» INSTRUCTIONS
1/ Return everything from "Shortcut Romeo doggedly" down to "as a consequence." in the Shortcut Romeo review, copied word for word.
2/ Extend the Shortcut Romeo review onward from its final sentence.

Saturday, June 22, 2013

REVIEW 200: SHORTCUT ROMEO


Release date:
June 21, 2013
Director:
Susi Ganeshan
Cast:

Language:

Neil Nitin Mukesh, Ameesha Patel, Puja Gupta
Hindi


Shortcut Romeo doggedly pursues a formula Bollywood’s better directors have been trying to eschew. Songs in this film don’t even pretend to take the narrative forward. No effort has been made to smoothen out the arrival of a musical number or its end. Unlike many of today’s film makers who facilitate a character’s visit to a nightclub to justify the insertion of a song-and-dance interlude at a particular point, this one does not bother even with that. No sir, writer-director Susi Ganeshan simply stuffs song after unremarkable song into Shortcut Romeo as and when he wishes – abruptly, and sometimes to comical effect as a consequence.

Still, there are actually quite a few attractive individual elements in this film which is the Hindi remake of Ganeshan’s own Tamil film Thiruttu Payale. For one there’s leading man Neil Nitin Mukesh who is delightfully evil and vulnerable by turns in Shortcut Romeo. Former Miss India Puja Gupta fills out her role as well as she fills out a stunning little bikini in this film. She has evolved very swiftly from her so-so-ness in F.A.L.T.U. in 2011 to her brief though effective turn in Go Goa Gone earlier this year to the sweet likeability of her performance here.

If you consider just the kernel of Shortcut Romeo’s story, you’d see that it has potential. A con man called Suraj (Neil) blackmails the wealthy Monica (Ameesha Patel) with a video of her doing the dirty with her husband’s friend. The two play cat-and-mouse games to outwit each other, he to get millions out of her, she to get back that video. The husband is too busy making those millions to give her time but he loves her immensely all the same. Ridden with guilt, Monica wants to get out of her affair but is tied down by Suraj’s blackmail and her boyfriend’s refusal now to let her go. Everything changes though when Suraj meets the heiress Sherry (Puja Gupta) while on a vacation in Kenya paid for by Monica, and falls deeply in love.

» INFORMATION PROVIDED

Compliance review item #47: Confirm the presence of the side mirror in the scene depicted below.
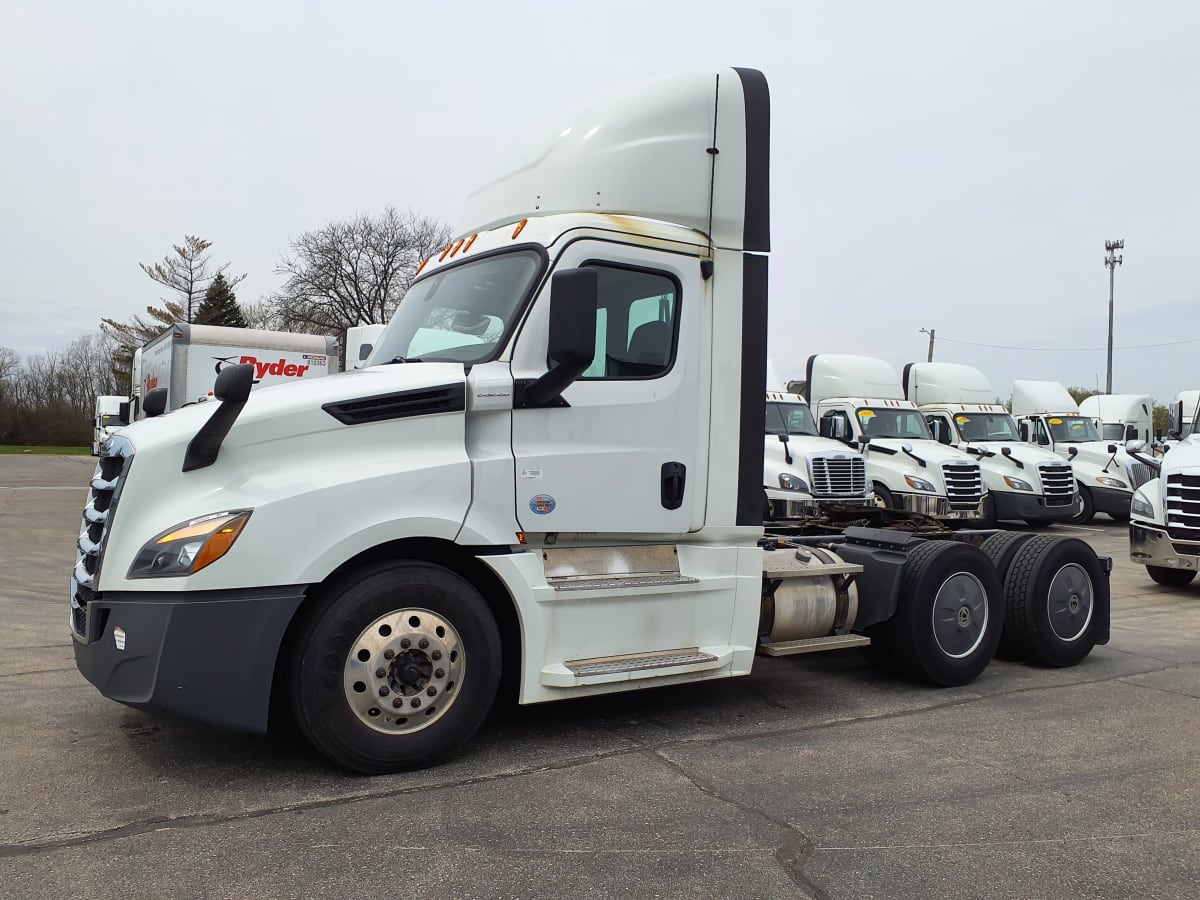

» ANSWER LIST
1/
Shortcut Romeo doggedly pursues a formula Bollywood’s better directors have been trying to eschew. Songs in this film don’t even pretend to take the narrative forward. No effort has been made to smoothen out the arrival of a musical number or its end. Unlike many of today’s film makers who facilitate a character’s visit to a nightclub to justify the insertion of a song-and-dance interlude at a particular point, this one does not bother even with that. No sir, writer-director Susi Ganeshan simply stuffs song after unremarkable song into Shortcut Romeo as and when he wishes – abruptly, and sometimes to comical effect as a consequence.

2/
The desperation of a woman blackmailed, the transformation of a man in love, the pain of a husband cheated by a beloved wife can all be compelling. Yet Shortcut Romeo falls terribly short. Apart from the tendency to unceremoniously thrust songs into the proceedings, the film also gives its hero an unconvincing emotional graph. Suraj’s physical attraction towards Sherry is plausible, but considering that they barely get to know each other on that trip, it’s hard to digest his all-consuming love; a love for which he turns his back on a lifetime of trickery at Sherry’s request, settles for a middle-class existence and takes up a job to honestly earn his bread. Can a bikini have such a life-changing effect on a man?! Just kidding.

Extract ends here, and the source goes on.